Mechanistic interpretability aims to reverse-engineer the weights of neural networks into human-understandable programs.
- Zoom In - An introduction to the Circuits thread, a deep dive into an ImageNet classifier known as InceptionV1. This introduction provides some high-level motivation and examples.
- Feature Visualization - A method of interpreting a neuron by optimizing an input image based on the neuron's output.
- Building Blocks - Explores interfaces that combine feature visualization with attribution, which tries to identify which inputs or prior neurons are responsible for an output or a later neuron's output.
- Multimodal Neurons - An exploration of CLIP neurons, which correspond to a remarkable array of concepts.
- A Mathematical Framework for Transformer Circuits - A preliminary framework for transformer interpretability, which helps give an intuition for what computations transformers are actually performing. There are accompanying exercises and videos.
- Induction Heads - A study of induction heads, a mechanism for copying text that appears early in language model training.
- SoLU - An activation function that improves language model interpretability. Includes some interesting examples of language model neuron interpretations.

++++++++++++++++++++

__Problem details__:
Answer these questions about the interpretability reading list:
1. Which ImageNet classifier does the Circuits thread examine?
2. In feature visualization, what is optimized to interpret a neuron?
3. What kind of thing is SoLU?
The listing has no part in this work.

++++++++++++++++++++

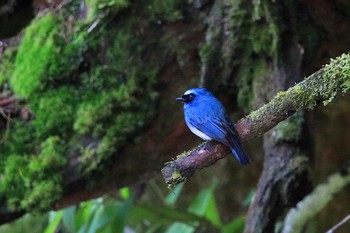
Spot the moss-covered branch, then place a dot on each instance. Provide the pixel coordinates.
(321, 87)
(312, 204)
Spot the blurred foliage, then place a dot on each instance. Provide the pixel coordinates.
(89, 82)
(126, 214)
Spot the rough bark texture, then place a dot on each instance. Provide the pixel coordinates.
(126, 61)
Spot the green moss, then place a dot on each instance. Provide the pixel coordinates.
(252, 41)
(33, 56)
(90, 92)
(53, 111)
(7, 64)
(290, 129)
(337, 73)
(31, 181)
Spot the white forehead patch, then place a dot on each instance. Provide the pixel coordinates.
(190, 91)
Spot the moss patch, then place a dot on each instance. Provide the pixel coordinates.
(91, 92)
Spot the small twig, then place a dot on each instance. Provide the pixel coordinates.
(338, 225)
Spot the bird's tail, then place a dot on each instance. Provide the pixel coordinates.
(238, 151)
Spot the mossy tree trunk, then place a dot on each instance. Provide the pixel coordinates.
(97, 80)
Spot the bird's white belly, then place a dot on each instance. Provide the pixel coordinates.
(199, 133)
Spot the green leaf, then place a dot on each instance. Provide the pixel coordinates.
(69, 218)
(55, 219)
(235, 226)
(178, 227)
(173, 195)
(125, 193)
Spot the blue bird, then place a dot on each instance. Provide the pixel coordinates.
(206, 117)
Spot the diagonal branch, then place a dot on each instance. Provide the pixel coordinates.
(322, 86)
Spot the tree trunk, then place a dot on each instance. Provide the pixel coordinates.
(89, 93)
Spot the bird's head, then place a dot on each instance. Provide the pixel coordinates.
(194, 94)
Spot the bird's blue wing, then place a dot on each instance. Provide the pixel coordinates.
(223, 131)
(211, 127)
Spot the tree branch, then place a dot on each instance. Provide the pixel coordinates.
(322, 86)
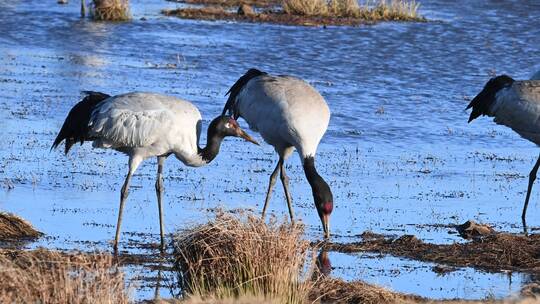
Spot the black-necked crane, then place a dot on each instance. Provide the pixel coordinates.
(288, 113)
(515, 104)
(144, 125)
(536, 76)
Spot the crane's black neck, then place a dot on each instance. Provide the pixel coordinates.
(321, 190)
(213, 142)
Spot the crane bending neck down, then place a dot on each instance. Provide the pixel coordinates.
(144, 125)
(322, 195)
(219, 128)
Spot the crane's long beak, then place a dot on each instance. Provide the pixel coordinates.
(325, 219)
(244, 135)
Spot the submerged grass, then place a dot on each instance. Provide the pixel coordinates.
(235, 258)
(111, 10)
(43, 276)
(12, 227)
(401, 10)
(496, 252)
(308, 12)
(240, 259)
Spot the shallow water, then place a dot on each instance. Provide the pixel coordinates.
(399, 154)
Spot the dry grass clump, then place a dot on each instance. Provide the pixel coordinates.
(382, 10)
(12, 227)
(111, 10)
(338, 291)
(43, 276)
(231, 258)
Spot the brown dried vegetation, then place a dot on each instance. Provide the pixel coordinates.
(306, 12)
(111, 10)
(232, 259)
(12, 227)
(43, 276)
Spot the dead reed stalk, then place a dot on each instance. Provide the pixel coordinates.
(111, 10)
(43, 276)
(236, 258)
(13, 227)
(401, 10)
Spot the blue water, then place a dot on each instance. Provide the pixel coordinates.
(399, 154)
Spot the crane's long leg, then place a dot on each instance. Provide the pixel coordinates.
(159, 193)
(271, 186)
(133, 164)
(285, 182)
(532, 178)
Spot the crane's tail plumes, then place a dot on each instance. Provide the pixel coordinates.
(236, 88)
(484, 100)
(75, 127)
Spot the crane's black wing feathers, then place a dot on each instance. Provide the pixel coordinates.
(236, 88)
(75, 127)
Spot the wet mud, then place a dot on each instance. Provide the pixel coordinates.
(496, 252)
(399, 154)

++++++++++++++++++++

__Task output__:
1. InceptionV1.
2. An input image, based on the neuron's output.
3. An activation function that improves language model interpretability.